╭──

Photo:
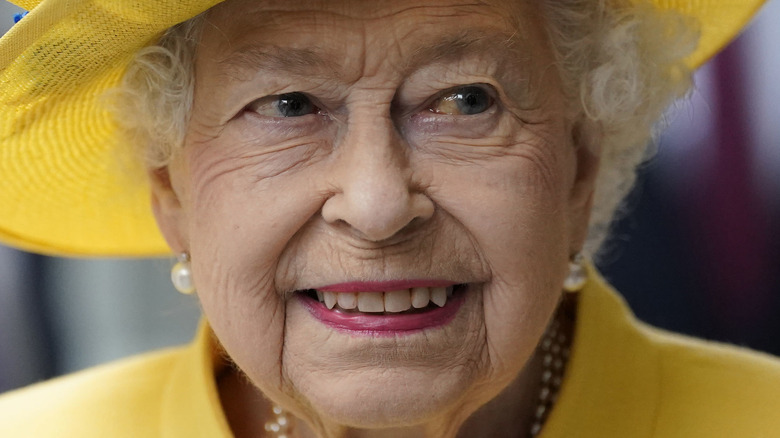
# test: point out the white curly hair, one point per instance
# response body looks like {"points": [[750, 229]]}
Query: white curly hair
{"points": [[622, 65]]}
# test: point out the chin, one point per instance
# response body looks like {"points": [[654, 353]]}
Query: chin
{"points": [[386, 398]]}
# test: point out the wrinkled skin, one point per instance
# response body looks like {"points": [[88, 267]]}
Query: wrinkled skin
{"points": [[381, 178]]}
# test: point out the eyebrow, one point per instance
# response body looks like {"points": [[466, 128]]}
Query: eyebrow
{"points": [[463, 43], [296, 61]]}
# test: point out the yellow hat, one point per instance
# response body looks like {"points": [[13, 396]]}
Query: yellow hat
{"points": [[62, 189]]}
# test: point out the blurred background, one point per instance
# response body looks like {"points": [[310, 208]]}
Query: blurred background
{"points": [[697, 249]]}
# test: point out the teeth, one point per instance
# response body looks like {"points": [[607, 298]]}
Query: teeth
{"points": [[439, 296], [370, 302], [330, 299], [391, 301], [421, 296], [397, 300], [347, 300]]}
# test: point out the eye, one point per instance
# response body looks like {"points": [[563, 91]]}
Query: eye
{"points": [[468, 100], [284, 105]]}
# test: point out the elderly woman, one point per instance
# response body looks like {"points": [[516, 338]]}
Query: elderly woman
{"points": [[382, 207]]}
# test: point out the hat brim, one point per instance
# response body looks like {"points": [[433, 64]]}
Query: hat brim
{"points": [[66, 189]]}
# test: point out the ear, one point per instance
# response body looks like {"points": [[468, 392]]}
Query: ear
{"points": [[586, 138], [167, 209]]}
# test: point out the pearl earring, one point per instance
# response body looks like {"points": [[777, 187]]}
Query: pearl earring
{"points": [[181, 275], [577, 276]]}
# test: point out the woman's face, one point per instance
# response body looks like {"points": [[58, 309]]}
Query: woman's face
{"points": [[352, 146]]}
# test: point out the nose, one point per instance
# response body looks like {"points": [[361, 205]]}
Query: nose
{"points": [[374, 192]]}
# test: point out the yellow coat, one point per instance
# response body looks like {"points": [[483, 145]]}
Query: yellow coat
{"points": [[624, 380]]}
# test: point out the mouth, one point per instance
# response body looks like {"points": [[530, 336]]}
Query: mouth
{"points": [[384, 312]]}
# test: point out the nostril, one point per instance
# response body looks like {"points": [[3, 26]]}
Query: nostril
{"points": [[377, 216]]}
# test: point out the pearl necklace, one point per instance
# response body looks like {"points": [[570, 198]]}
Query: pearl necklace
{"points": [[555, 349]]}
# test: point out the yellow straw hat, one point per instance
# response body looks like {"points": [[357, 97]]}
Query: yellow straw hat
{"points": [[62, 189]]}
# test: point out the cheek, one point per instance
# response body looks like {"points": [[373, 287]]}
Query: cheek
{"points": [[513, 201], [240, 221]]}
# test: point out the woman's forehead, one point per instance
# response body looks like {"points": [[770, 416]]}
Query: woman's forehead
{"points": [[352, 23], [307, 38]]}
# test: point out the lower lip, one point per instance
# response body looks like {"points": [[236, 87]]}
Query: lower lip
{"points": [[384, 325]]}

╰──

* [Task to complete]:
The lines to reproduce run from the one that contains "# test: point out the yellow coat, one" through the last line above; copy them exactly.

* [Output below]:
# test: point out the yellow coat, one point per instance
# response body looks like {"points": [[483, 145]]}
Query: yellow coat
{"points": [[624, 380]]}
# test: point out the mouth, one point per instance
# response body looks like {"points": [[530, 336]]}
Query: mouth
{"points": [[384, 312]]}
# test: point out the nostril, one point per instance
# response body looks like {"points": [[3, 26]]}
Query: nostril
{"points": [[377, 216]]}
# test: point out the pearl necklace, one point per instance
# response body looks like {"points": [[570, 198]]}
Query: pearl necklace
{"points": [[555, 349]]}
# test: point out the yellow straw hat, one point per instance
# response body looks like {"points": [[357, 97]]}
Query: yellow straw hat
{"points": [[62, 189]]}
# test: point out the cheek, one point per instance
# response body looks like {"points": [[373, 287]]}
Query: cheek
{"points": [[513, 201], [240, 221]]}
# test: point out the woman's forehead, one point per instance
# response body looks like {"points": [[770, 416]]}
Query: woman's forehead
{"points": [[352, 23], [307, 38]]}
# test: point out the lower lip, one point per instance
# response body looks like {"points": [[236, 87]]}
Query: lower lip
{"points": [[384, 325]]}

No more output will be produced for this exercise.